> Source:
--------------------------------
The Fast and the Furious Creator Talks Franchise’s Future and His Las Vegas Legacy [Exclusive]
Whoever said Twitter isn’t a safe space? In the summer, E! was running a marathons of one of my favorite shows, Las Vegas. To my delight, The Fast and the Furious writer Gary Scott Thompson was entertaining fans on Twitter by answering their Las Vegas questions. I got in on the fun and found Gary very friendly and approachable, in addition to having an awesome first name. A few months later, I asked for an interview, one thing led to another and so here we are. Enjoy the following as we dig into some of the writers most well known works. His writing has landed roles for Vin Diesel, James Caan, Josh Duhamel, the late Paul Walker, and many, many more.
Gary Scott Thompson moved to Hollywood with 3 scripts in hand after a chance meeting with an old friend and started writing every chance he could. He won acclaim and praise from legendary actors alike and emerged on the writing scene quickly, never stopping to look back. From mentoring to writing, he truly has done it all in the business. What has he done exactly? You can’t stop at just one thing.
Gary Scott Thompson penned the incredibly successful Las Vegas TV show, which chronicled a surveillance team for the fictitious Montecito Resort and Casino. Headed up by legendary actor James Caan and seconded by hot young newcomer at the time, Josh Duhamel, the series went on to bring in stars such as Dean Cain, Laura Flynn Boyle, and Tom Selleck as well countless guest stars such as Judd Nelson, Christopher McDonald, and Alec Baldwin. The show lasted five seasons on NBC and as Thompson says in the interview below, it was really only the writers’ strike that did them in. His other major baby would be a little movie called The Fast and the Furious. He did the original story line and developed the characters for what has bloomed into a franchise that has grossed over a billion dollars. In addition, the Fast universe has been described by NBC executives as their MCU.
--------------------------------
> Given data:
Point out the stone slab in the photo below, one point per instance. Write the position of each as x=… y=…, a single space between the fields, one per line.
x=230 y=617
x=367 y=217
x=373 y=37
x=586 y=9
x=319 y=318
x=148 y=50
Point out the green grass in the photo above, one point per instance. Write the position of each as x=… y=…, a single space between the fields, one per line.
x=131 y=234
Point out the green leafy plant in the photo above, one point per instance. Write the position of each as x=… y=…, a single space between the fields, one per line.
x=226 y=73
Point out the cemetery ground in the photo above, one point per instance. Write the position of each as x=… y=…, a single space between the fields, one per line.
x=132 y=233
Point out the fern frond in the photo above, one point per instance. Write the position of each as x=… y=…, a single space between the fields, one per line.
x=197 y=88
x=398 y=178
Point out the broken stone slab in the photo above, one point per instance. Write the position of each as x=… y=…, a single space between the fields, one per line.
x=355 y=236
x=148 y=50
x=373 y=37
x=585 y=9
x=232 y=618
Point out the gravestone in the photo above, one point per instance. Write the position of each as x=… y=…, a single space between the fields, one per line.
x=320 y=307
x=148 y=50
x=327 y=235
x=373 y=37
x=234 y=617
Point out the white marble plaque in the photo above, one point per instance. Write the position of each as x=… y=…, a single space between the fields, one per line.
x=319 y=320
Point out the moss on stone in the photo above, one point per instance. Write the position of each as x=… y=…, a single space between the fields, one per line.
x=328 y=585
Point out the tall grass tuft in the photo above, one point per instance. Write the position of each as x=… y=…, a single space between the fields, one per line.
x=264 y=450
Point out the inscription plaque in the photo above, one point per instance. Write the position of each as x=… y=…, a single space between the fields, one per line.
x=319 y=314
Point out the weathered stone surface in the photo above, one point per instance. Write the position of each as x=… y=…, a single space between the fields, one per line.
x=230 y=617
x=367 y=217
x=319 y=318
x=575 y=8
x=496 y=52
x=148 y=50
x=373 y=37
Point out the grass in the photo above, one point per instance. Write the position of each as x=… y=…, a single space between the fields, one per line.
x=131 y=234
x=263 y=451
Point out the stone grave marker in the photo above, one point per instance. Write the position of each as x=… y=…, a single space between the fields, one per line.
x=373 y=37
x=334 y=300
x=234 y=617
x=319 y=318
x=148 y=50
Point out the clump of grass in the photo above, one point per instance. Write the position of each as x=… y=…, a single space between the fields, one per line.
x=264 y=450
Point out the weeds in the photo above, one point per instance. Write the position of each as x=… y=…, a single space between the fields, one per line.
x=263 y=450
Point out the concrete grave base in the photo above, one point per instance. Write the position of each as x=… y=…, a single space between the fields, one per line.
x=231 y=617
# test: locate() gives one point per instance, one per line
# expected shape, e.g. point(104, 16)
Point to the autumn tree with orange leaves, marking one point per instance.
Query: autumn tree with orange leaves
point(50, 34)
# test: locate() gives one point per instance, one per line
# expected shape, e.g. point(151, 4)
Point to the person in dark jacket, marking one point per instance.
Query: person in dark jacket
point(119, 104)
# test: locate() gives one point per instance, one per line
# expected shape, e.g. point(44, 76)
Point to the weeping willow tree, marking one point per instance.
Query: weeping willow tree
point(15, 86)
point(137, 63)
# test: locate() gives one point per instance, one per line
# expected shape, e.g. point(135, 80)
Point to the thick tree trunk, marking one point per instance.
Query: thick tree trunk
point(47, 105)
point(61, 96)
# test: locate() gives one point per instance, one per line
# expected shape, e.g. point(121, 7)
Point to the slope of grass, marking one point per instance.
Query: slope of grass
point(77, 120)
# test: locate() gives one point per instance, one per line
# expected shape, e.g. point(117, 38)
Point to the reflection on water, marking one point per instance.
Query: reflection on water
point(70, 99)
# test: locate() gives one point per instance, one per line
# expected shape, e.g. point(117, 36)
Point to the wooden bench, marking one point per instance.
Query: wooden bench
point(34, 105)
--------------------------------
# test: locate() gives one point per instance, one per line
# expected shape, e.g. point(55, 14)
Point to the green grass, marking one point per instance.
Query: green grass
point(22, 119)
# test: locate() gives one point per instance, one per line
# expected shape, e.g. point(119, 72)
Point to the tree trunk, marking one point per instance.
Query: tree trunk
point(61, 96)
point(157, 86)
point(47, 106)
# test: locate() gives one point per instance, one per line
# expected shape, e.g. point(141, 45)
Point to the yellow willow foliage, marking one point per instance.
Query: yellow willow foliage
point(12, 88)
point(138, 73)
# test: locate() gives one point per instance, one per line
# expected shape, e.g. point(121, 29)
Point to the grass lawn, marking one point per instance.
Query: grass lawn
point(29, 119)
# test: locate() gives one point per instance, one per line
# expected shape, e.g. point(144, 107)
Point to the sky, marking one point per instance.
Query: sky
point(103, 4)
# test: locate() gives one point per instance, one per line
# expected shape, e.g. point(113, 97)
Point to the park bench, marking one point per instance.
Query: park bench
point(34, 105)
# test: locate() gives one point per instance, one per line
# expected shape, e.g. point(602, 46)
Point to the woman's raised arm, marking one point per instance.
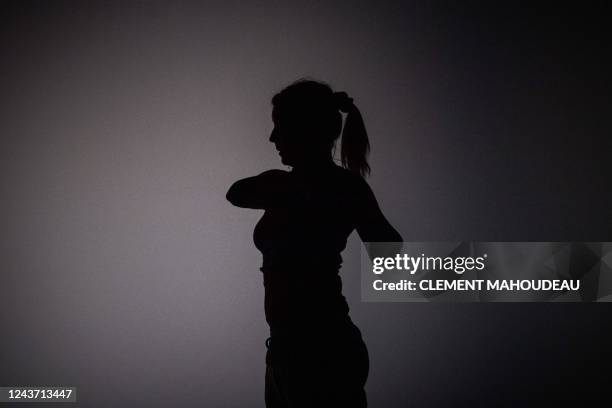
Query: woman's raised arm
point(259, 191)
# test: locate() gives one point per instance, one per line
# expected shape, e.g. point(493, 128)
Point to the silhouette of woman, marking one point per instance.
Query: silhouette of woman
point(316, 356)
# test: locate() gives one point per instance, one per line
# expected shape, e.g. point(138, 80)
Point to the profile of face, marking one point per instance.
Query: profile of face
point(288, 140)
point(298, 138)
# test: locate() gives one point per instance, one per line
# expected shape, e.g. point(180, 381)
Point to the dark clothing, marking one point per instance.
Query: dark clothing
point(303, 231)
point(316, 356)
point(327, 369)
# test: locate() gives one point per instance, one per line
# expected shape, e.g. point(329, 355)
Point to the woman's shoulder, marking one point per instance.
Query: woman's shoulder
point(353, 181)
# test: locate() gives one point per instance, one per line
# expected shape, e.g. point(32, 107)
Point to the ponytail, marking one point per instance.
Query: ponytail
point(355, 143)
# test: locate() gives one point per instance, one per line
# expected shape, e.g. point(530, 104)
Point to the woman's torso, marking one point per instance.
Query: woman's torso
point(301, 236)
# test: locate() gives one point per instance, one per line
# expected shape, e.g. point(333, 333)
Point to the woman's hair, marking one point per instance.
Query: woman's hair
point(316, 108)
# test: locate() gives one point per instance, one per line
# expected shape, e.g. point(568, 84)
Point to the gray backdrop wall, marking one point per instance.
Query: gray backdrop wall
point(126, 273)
--------------------------------
> Actions to take:
1. Answer these from the article on Gary Scott Thompson:
(a) How many scripts did Thompson have in hand when he moved to Hollywood?
(b) How many seasons did Las Vegas last on NBC?
(c) What was the name of the fictitious resort and casino in Las Vegas?
2. Switch "moss on stone" to "lichen on rock" in the rows, from the one containing "Point out the white" down to the one containing "x=328 y=585", both included. Return only those rows, with everything else unchanged.

> The results:
1.
(a) 3
(b) Five
(c) The Montecito Resort and Casino

2.
Point out the white marble plaque in the photo above, one point per instance. Write the position of each as x=… y=…, a single space between the fields, one per line.
x=319 y=320
Point out the lichen on rock in the photo above, one point per instance. Write the position of each as x=… y=…, a single space between the fields, one per line.
x=328 y=585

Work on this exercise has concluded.